──────── Material provided

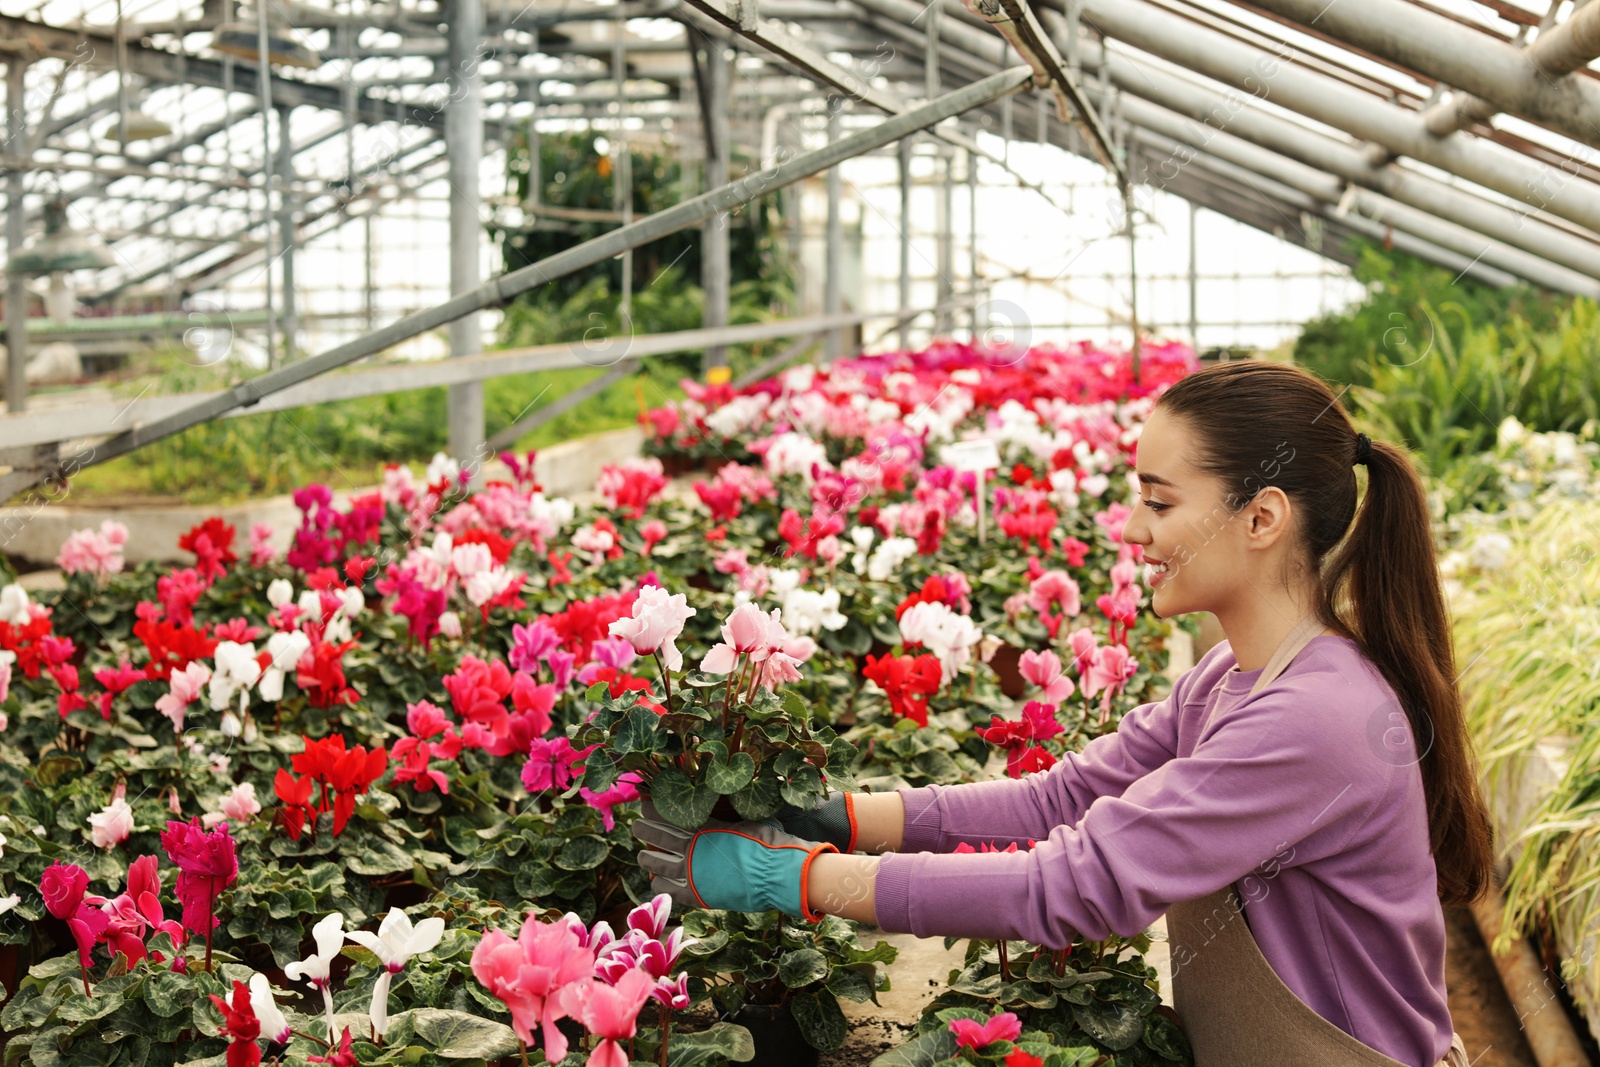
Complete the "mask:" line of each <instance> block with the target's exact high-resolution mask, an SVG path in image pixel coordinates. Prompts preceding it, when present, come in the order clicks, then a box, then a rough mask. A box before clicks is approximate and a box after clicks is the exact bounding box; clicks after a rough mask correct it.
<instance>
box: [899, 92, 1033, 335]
mask: <svg viewBox="0 0 1600 1067" xmlns="http://www.w3.org/2000/svg"><path fill="white" fill-rule="evenodd" d="M1006 99H1011V98H1010V96H1006ZM910 146H912V139H910V138H902V139H901V142H899V179H901V218H899V222H901V226H899V230H901V278H899V282H901V290H899V298H901V304H899V310H901V312H904V310H906V309H907V307H910ZM899 334H901V336H899V346H901V349H909V347H910V320H909V318H902V320H901V330H899Z"/></svg>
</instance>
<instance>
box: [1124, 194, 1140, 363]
mask: <svg viewBox="0 0 1600 1067" xmlns="http://www.w3.org/2000/svg"><path fill="white" fill-rule="evenodd" d="M1122 218H1123V221H1125V222H1126V226H1128V320H1130V322H1128V328H1130V330H1131V331H1133V381H1134V382H1138V381H1139V258H1138V248H1139V237H1138V234H1136V232H1134V229H1133V195H1131V192H1130V187H1128V186H1123V187H1122Z"/></svg>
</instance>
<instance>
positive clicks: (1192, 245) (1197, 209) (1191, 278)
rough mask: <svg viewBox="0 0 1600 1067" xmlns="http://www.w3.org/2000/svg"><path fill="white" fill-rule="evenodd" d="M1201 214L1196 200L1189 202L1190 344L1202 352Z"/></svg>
mask: <svg viewBox="0 0 1600 1067" xmlns="http://www.w3.org/2000/svg"><path fill="white" fill-rule="evenodd" d="M1198 214H1200V208H1198V206H1197V205H1195V202H1194V200H1190V202H1189V346H1190V347H1192V349H1194V350H1195V352H1200V301H1198V298H1197V293H1198V288H1200V285H1198V278H1200V256H1198V248H1197V245H1195V216H1198Z"/></svg>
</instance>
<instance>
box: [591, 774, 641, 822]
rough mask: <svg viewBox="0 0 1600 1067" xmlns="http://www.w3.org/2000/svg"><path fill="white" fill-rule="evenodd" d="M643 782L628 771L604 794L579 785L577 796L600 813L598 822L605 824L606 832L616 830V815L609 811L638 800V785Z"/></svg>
mask: <svg viewBox="0 0 1600 1067" xmlns="http://www.w3.org/2000/svg"><path fill="white" fill-rule="evenodd" d="M642 781H645V779H642V777H640V776H638V774H637V773H635V771H629V773H627V774H624V776H622V777H619V779H616V785H613V787H611V789H608V790H605V792H600V793H597V792H594V790H589V789H584V787H581V785H579V789H578V795H579V797H582V798H584V803H586V805H589V806H590V808H594V809H595V811H598V813H600V822H602V824H605V829H606V830H614V829H616V814H614V813H613V811H611V809H613V808H616V806H618V805H626V803H627V801H630V800H638V784H640V782H642Z"/></svg>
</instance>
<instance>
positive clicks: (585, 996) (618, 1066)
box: [562, 968, 656, 1067]
mask: <svg viewBox="0 0 1600 1067" xmlns="http://www.w3.org/2000/svg"><path fill="white" fill-rule="evenodd" d="M654 989H656V981H654V979H653V977H651V976H650V974H648V973H645V971H642V969H637V968H635V969H632V971H629V973H627V974H624V976H621V977H619V979H618V981H616V984H614V985H606V984H605V982H597V981H594V979H590V981H587V982H576V984H573V985H568V987H566V989H565V990H562V1003H563V1006H565V1008H566V1011H568V1013H570V1014H573V1016H574V1017H578V1021H579V1022H582V1024H584V1029H587V1030H589V1032H590V1033H592V1035H595V1037H597V1038H600V1043H598V1045H595V1049H594V1051H592V1053H589V1059H587V1067H627V1051H626V1049H624V1048H622V1045H619V1041H626V1040H629V1038H632V1037H634V1032H635V1022H637V1021H638V1011H640V1009H642V1008H643V1006H645V1001H646V1000H650V995H651V992H654Z"/></svg>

────────────────

§ Work task:
Retype the whole listing exactly. Do not include the pictures.

§ Solution to this exercise:
Complete the "mask:" line of each <instance> block with the target's exact high-resolution mask, an SVG path in image pixel coordinates. Prompts preceding it, when present, come in the order clicks, then a box, then a rough mask. A box before clicks is approximate and a box after clicks is the exact bounding box; clicks after a rough mask correct it.
<instance>
box: [899, 92, 1033, 335]
mask: <svg viewBox="0 0 1600 1067" xmlns="http://www.w3.org/2000/svg"><path fill="white" fill-rule="evenodd" d="M1006 99H1011V98H1010V96H1006ZM910 146H912V139H910V138H902V139H901V142H899V179H901V218H899V222H901V226H899V230H901V278H899V282H901V290H899V298H901V304H899V310H901V312H904V310H906V309H907V307H910ZM899 334H901V336H899V346H901V349H909V347H910V320H909V318H902V320H901V330H899Z"/></svg>
</instance>
<instance>
box: [1124, 194, 1140, 363]
mask: <svg viewBox="0 0 1600 1067" xmlns="http://www.w3.org/2000/svg"><path fill="white" fill-rule="evenodd" d="M1122 218H1123V221H1125V222H1126V226H1128V320H1130V322H1128V328H1130V330H1131V331H1133V381H1134V382H1138V381H1139V258H1138V248H1139V237H1138V234H1136V232H1134V229H1133V195H1131V192H1130V187H1128V186H1123V187H1122Z"/></svg>
</instance>
<instance>
positive clicks: (1192, 245) (1197, 209) (1191, 278)
rough mask: <svg viewBox="0 0 1600 1067" xmlns="http://www.w3.org/2000/svg"><path fill="white" fill-rule="evenodd" d="M1201 214L1196 200L1189 202L1190 344L1202 352Z"/></svg>
mask: <svg viewBox="0 0 1600 1067" xmlns="http://www.w3.org/2000/svg"><path fill="white" fill-rule="evenodd" d="M1198 214H1200V208H1198V206H1197V205H1195V202H1194V200H1190V202H1189V346H1190V347H1192V349H1194V350H1195V352H1200V301H1198V298H1197V293H1198V288H1200V285H1198V278H1200V256H1198V248H1197V245H1195V216H1198Z"/></svg>
</instance>
<instance>
box: [591, 774, 641, 822]
rough mask: <svg viewBox="0 0 1600 1067" xmlns="http://www.w3.org/2000/svg"><path fill="white" fill-rule="evenodd" d="M643 782L628 771L604 794L579 785L577 796L600 813L598 822L605 824L606 832L616 830V815L609 811L638 800V785Z"/></svg>
mask: <svg viewBox="0 0 1600 1067" xmlns="http://www.w3.org/2000/svg"><path fill="white" fill-rule="evenodd" d="M642 781H645V779H642V777H640V776H638V774H637V773H635V771H629V773H627V774H624V776H622V777H619V779H616V785H613V787H611V789H608V790H605V792H600V793H597V792H594V790H589V789H584V787H581V785H579V789H578V795H579V797H582V798H584V803H586V805H589V806H590V808H594V809H595V811H598V813H600V822H602V824H605V829H606V830H614V829H616V814H614V813H613V811H611V809H613V808H616V806H618V805H626V803H627V801H630V800H638V784H640V782H642Z"/></svg>
</instance>
<instance>
positive clicks: (585, 996) (618, 1066)
box: [562, 968, 656, 1067]
mask: <svg viewBox="0 0 1600 1067" xmlns="http://www.w3.org/2000/svg"><path fill="white" fill-rule="evenodd" d="M654 989H656V981H654V979H653V977H651V976H650V974H648V973H645V971H642V969H637V968H635V969H632V971H629V973H627V974H624V976H621V977H619V979H618V981H616V984H614V985H606V984H605V982H597V981H594V979H590V981H587V982H576V984H573V985H568V987H566V989H565V990H562V1003H563V1006H565V1008H566V1011H568V1013H570V1014H573V1016H574V1017H578V1021H579V1022H582V1024H584V1029H587V1030H589V1032H590V1033H592V1035H595V1037H597V1038H600V1043H598V1045H595V1049H594V1051H592V1053H589V1059H587V1067H627V1051H626V1049H624V1048H622V1045H619V1041H626V1040H629V1038H632V1037H634V1032H635V1022H637V1021H638V1011H640V1009H642V1008H643V1006H645V1001H646V1000H650V995H651V992H654Z"/></svg>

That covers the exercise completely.